> **Brief**
A verbatim copy of the records below, pictures omitted, is the task.

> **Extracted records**
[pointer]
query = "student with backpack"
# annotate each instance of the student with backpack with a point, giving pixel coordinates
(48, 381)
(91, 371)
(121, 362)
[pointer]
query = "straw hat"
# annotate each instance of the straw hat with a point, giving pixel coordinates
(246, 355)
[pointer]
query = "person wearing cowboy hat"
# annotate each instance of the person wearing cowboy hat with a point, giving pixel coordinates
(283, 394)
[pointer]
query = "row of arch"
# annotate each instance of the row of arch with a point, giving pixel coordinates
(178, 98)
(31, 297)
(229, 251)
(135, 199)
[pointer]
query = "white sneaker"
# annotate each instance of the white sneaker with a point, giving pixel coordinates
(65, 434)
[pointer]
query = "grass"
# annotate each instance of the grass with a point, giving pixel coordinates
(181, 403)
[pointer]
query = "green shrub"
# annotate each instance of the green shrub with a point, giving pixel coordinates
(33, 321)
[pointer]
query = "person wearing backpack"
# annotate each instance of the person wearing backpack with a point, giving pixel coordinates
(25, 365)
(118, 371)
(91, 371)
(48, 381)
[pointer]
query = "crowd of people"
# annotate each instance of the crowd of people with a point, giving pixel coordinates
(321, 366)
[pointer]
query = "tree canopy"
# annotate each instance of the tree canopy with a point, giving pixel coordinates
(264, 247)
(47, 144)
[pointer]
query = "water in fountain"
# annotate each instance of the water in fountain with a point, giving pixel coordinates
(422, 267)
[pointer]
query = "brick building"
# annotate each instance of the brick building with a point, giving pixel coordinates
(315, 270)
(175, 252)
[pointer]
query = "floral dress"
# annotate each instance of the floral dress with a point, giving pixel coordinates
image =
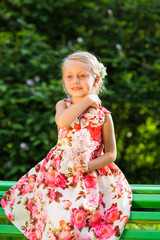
(53, 202)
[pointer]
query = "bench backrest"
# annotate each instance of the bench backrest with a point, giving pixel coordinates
(145, 209)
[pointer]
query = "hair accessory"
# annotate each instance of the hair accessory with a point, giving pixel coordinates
(102, 71)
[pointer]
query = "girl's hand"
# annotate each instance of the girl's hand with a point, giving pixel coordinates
(94, 99)
(81, 166)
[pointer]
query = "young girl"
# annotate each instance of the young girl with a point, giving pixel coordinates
(77, 191)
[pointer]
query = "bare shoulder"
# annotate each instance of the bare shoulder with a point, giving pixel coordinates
(108, 123)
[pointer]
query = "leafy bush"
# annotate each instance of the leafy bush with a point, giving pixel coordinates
(36, 35)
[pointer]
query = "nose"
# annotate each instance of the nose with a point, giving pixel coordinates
(76, 80)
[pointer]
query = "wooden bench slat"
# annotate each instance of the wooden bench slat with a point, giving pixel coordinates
(145, 189)
(136, 188)
(144, 217)
(132, 234)
(10, 231)
(129, 234)
(146, 201)
(136, 217)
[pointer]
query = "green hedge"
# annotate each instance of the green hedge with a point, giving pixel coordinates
(36, 35)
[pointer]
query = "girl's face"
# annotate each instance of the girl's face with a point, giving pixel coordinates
(78, 79)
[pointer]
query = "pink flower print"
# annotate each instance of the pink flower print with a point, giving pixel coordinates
(21, 181)
(40, 224)
(51, 194)
(112, 214)
(92, 198)
(50, 177)
(124, 220)
(76, 233)
(64, 235)
(103, 170)
(27, 188)
(77, 126)
(95, 133)
(78, 218)
(40, 180)
(50, 236)
(64, 225)
(29, 204)
(119, 187)
(104, 231)
(114, 169)
(39, 194)
(60, 181)
(86, 237)
(36, 211)
(13, 201)
(38, 234)
(56, 162)
(10, 217)
(67, 204)
(31, 179)
(64, 133)
(31, 236)
(100, 198)
(76, 177)
(90, 181)
(95, 219)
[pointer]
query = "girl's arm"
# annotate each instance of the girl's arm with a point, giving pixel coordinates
(65, 116)
(109, 144)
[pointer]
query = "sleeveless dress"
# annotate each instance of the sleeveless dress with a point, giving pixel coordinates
(54, 202)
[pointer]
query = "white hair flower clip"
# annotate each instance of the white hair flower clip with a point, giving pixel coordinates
(102, 70)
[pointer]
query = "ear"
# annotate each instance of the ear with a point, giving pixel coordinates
(96, 80)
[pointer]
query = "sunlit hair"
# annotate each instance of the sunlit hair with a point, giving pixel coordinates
(93, 64)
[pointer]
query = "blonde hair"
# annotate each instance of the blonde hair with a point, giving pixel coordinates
(92, 62)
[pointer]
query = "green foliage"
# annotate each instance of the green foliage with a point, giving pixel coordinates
(36, 35)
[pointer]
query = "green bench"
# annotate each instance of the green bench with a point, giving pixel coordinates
(145, 209)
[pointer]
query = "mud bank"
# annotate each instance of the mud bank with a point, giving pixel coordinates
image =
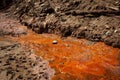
(95, 20)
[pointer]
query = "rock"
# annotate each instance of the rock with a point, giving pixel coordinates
(55, 42)
(19, 63)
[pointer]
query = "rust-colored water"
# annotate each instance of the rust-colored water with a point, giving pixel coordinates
(75, 59)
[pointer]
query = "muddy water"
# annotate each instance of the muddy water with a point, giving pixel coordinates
(75, 59)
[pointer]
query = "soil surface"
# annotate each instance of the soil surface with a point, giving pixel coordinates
(18, 62)
(95, 20)
(72, 59)
(11, 26)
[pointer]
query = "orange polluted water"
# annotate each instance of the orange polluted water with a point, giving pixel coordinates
(75, 59)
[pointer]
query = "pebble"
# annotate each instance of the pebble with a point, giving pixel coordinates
(55, 42)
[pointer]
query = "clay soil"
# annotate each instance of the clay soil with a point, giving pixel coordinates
(95, 20)
(88, 35)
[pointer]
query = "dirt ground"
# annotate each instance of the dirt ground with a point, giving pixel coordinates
(95, 20)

> **Final answer**
[pointer]
query = "student with backpack"
# annotate each instance of the student with backpack with a point, giving pixel coordinates
(48, 381)
(91, 371)
(121, 362)
[pointer]
query = "straw hat"
# annotate each instance of the straw hat with a point, giving pixel coordinates
(246, 355)
[pointer]
query = "person wearing cowboy hat"
# annotate each instance of the person wearing cowboy hat with a point, giving pixel coordinates
(283, 394)
[pointer]
query = "row of arch"
# annotate each instance of the row of arch with a point, giving pixel coordinates
(178, 98)
(31, 297)
(229, 251)
(135, 199)
[pointer]
query = "white sneaker"
# annotate each instance of the white sneaker with a point, giving pixel coordinates
(65, 434)
[pointer]
query = "grass"
# annotate each instance of the grass with a point, giving pixel coordinates
(181, 403)
[pointer]
query = "green shrub"
# annotate each instance of the green shrub with a point, giving pixel coordinates
(33, 321)
[pointer]
query = "person wearing backpack"
# annotate each instance of the person wearing backpack with a point, giving pixel coordinates
(25, 365)
(118, 371)
(91, 371)
(48, 381)
[pointer]
query = "crowd of people"
# annotate each instance of the crowd of people with a point, giving pixel coordinates
(321, 366)
[pointer]
query = "tree canopy"
# annotate each instance of the tree canopy with a point, giving pixel coordinates
(264, 247)
(47, 144)
[pointer]
query = "water in fountain"
# annotate each instance of the water in fountain with a point, giving pixel coordinates
(422, 267)
[pointer]
query = "brick building"
# annotate each instance of the brick building with a point, giving pixel coordinates
(315, 270)
(175, 252)
[pointer]
query = "floral dress"
# annotate each instance of the floral dress with a point, giving pixel coordinates
image =
(53, 202)
[pointer]
query = "bench backrest"
# annotate each instance of the bench backrest with a point, giving pixel coordinates
(145, 209)
[pointer]
query = "hair accessory"
# annotate each instance of the hair accessory with a point, giving pixel coordinates
(102, 71)
[pointer]
query = "girl's hand"
# annotate each instance of the girl's hand with a point, giving pixel coordinates
(94, 99)
(81, 166)
[pointer]
query = "young girl"
# annotate each instance of the young girl with a point, giving pixel coordinates
(77, 191)
[pointer]
query = "bare shoulder"
# annotate each instance of the bare shoulder with a point, giving pixel coordinates
(108, 123)
[pointer]
query = "leafy bush"
# annotate each instance of the leafy bush with a point, giving pixel coordinates
(36, 35)
[pointer]
query = "nose"
# annotate each instance of the nose with a point, giving pixel coordinates
(76, 80)
[pointer]
query = "wooden bench slat"
# annotate each instance of the wooden bench slat with a point, giving pixel coordinates
(145, 189)
(136, 188)
(144, 217)
(132, 234)
(10, 231)
(129, 234)
(146, 201)
(136, 217)
[pointer]
query = "green hedge"
# annotate each instance of the green hedge with a point, giving pixel coordinates
(36, 35)
[pointer]
query = "girl's face"
# annotate each instance of the girl's face with a point, giving pixel coordinates
(78, 79)
[pointer]
query = "pink flower print"
# annotate each instance of the pink flower print with a point, giving pixel coordinates
(21, 181)
(40, 224)
(51, 194)
(112, 214)
(92, 198)
(50, 177)
(124, 220)
(76, 233)
(64, 235)
(103, 170)
(27, 188)
(77, 126)
(95, 133)
(78, 218)
(40, 180)
(50, 236)
(64, 225)
(29, 204)
(119, 187)
(104, 231)
(114, 169)
(39, 194)
(60, 181)
(86, 237)
(36, 211)
(13, 201)
(38, 234)
(56, 162)
(10, 217)
(67, 204)
(31, 179)
(64, 133)
(31, 236)
(100, 198)
(76, 177)
(90, 181)
(95, 219)
[pointer]
query = "girl's arm"
# annotate each instance of the girl's arm with a point, giving pixel coordinates
(65, 116)
(109, 144)
[pointer]
query = "sleeveless dress"
# annotate each instance of the sleeveless dress with a point, giving pixel coordinates
(54, 202)
[pointer]
query = "white hair flower clip"
# annotate each instance of the white hair flower clip with a point, giving pixel coordinates
(102, 70)
[pointer]
query = "ear"
# annotate each instance of the ear with a point, giving pixel coordinates
(96, 80)
[pointer]
query = "sunlit hair"
# annotate each instance of the sunlit hair with a point, giving pixel coordinates
(93, 64)
[pointer]
query = "blonde hair"
# annotate each instance of the blonde hair with a point, giving pixel coordinates
(92, 62)
[pointer]
query = "green foliage"
# annotate each instance of the green foliage with a point, giving pixel coordinates
(36, 35)
[pointer]
query = "green bench"
# annotate each instance of the green bench with a point, giving pixel coordinates
(145, 209)
[pointer]
query = "mud bank"
# annotate each instance of the mud bank with a point, giving pixel coordinates
image =
(95, 20)
[pointer]
query = "rock"
# annotate each instance of the rock with a point, giving pixel coordinates
(55, 42)
(19, 63)
[pointer]
query = "rust-colored water"
# annotate each instance of the rust-colored water with a point, giving pixel coordinates
(75, 59)
[pointer]
query = "muddy water"
# annotate each instance of the muddy water with a point, giving pixel coordinates
(75, 59)
[pointer]
query = "soil surface"
# annotate each instance of the soil surface with a point, giving pixel coordinates
(18, 62)
(95, 20)
(72, 59)
(11, 26)
[pointer]
query = "orange polluted water"
# annotate each instance of the orange polluted water with a point, giving pixel coordinates
(75, 59)
[pointer]
query = "pebble"
# annotate each instance of the pebble with a point, giving pixel coordinates
(55, 42)
[pointer]
query = "clay soil"
# annotate each instance of the clay soil with a point, giving pixel coordinates
(95, 20)
(88, 35)
[pointer]
query = "dirt ground"
# annotate each instance of the dirt ground with a point, giving pixel coordinates
(95, 20)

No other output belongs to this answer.